REQUIRED TASK: Rewrite everything from the row containing "of the forklift" down to the last of the rows below, keeping each row's wording as it is but shifting every point coordinate in the answers up by 113.

INFORMATION SUPPLIED:
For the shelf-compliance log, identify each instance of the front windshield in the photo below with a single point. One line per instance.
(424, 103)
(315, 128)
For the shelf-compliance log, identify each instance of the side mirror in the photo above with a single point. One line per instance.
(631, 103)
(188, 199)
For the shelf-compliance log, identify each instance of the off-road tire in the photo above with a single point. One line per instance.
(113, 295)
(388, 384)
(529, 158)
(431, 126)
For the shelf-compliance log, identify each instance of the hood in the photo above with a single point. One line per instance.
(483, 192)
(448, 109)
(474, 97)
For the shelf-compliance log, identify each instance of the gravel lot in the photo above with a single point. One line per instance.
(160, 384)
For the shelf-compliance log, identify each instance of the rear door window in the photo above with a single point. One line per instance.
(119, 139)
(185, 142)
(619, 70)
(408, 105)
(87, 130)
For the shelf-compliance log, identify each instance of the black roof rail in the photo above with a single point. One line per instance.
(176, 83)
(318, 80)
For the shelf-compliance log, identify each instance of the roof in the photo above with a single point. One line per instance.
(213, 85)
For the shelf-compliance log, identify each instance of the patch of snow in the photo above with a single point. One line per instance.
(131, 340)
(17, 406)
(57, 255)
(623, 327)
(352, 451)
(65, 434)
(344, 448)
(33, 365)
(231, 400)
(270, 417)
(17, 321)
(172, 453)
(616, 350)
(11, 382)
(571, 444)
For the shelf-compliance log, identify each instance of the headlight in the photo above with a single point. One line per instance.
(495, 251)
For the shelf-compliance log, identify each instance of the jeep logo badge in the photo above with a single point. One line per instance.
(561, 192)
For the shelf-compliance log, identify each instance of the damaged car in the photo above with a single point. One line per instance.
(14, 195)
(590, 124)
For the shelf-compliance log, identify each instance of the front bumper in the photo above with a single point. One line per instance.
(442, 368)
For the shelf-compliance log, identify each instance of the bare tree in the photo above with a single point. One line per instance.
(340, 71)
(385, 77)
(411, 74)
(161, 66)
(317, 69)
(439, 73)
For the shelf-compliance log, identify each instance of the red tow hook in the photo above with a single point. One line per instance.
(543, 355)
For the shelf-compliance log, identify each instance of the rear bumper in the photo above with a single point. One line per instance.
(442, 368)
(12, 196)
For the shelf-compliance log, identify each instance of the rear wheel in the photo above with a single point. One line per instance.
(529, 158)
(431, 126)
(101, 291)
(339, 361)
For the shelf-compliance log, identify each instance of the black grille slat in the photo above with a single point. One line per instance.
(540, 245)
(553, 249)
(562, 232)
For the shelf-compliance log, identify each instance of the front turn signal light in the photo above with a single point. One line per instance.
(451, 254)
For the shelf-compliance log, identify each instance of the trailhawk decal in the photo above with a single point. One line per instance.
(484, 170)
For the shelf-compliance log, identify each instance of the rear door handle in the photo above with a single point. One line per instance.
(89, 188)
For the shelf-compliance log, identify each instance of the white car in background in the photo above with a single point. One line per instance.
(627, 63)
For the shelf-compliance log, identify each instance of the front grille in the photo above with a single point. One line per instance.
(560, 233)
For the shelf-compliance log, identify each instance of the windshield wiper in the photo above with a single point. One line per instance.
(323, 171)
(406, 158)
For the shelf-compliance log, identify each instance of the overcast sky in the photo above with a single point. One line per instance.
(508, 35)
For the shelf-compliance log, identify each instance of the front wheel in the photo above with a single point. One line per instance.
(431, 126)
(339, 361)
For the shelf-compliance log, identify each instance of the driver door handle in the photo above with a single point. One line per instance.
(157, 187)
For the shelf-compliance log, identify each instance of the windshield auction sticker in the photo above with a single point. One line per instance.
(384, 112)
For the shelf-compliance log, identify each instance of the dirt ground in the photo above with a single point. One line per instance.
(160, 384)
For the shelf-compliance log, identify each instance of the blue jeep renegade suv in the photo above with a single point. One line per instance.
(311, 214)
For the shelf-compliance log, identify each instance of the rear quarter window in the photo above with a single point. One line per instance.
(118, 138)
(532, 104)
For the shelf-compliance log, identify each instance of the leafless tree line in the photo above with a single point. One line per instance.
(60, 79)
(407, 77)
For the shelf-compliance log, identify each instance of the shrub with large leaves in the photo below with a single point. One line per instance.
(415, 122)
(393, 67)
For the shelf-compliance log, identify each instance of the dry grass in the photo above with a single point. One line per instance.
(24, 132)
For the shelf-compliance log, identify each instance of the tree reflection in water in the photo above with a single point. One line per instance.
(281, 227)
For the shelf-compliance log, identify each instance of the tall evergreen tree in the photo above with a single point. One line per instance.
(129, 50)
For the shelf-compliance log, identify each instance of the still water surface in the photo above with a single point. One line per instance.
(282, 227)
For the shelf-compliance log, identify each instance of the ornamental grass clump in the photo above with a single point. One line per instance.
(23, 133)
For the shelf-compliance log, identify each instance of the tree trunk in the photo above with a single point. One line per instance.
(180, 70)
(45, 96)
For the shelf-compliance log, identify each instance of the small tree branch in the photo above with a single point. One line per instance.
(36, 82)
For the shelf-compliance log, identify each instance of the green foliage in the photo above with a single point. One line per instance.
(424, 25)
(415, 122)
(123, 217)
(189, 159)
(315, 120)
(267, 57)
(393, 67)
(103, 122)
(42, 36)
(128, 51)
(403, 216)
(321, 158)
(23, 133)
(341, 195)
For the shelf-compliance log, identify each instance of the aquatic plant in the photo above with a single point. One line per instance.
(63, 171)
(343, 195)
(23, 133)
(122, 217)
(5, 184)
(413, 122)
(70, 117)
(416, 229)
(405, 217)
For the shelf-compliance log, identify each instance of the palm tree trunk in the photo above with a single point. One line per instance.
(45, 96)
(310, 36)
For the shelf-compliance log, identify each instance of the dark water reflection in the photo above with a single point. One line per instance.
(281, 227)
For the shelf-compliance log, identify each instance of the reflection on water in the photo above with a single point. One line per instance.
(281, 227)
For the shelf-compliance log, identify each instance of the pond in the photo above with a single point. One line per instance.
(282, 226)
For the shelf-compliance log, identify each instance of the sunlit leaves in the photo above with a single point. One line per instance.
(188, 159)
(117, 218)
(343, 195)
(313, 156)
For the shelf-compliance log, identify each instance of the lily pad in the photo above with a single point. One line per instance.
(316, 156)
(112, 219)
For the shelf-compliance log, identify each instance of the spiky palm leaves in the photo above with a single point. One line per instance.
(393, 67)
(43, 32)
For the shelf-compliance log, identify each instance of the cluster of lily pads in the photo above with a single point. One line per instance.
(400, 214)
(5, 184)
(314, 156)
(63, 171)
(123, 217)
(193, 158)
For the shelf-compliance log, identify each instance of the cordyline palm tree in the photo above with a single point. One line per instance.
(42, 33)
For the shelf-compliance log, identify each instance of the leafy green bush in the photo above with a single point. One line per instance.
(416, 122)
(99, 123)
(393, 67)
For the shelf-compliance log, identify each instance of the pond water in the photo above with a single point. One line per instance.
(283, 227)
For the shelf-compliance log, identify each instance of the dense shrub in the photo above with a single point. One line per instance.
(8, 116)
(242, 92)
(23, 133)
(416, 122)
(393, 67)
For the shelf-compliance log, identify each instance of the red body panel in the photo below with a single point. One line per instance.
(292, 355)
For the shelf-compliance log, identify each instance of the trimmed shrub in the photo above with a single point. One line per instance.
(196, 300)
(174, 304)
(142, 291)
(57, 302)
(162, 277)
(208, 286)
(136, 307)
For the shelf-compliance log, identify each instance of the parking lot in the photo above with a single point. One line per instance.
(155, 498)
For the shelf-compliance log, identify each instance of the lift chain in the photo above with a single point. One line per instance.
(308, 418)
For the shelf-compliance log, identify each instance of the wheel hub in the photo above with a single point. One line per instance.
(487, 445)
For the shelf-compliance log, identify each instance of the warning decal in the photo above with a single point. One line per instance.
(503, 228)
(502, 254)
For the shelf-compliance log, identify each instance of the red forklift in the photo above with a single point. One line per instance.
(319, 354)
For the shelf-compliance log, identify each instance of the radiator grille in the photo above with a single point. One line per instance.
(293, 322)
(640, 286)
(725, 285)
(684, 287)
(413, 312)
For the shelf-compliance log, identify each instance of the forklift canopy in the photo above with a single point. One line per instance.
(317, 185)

SOLUTION TO THE EXERCISE:
For the shelf-compliance log, identify each instance of the forklift canopy in the photo above with a single point. One line per instance.
(430, 298)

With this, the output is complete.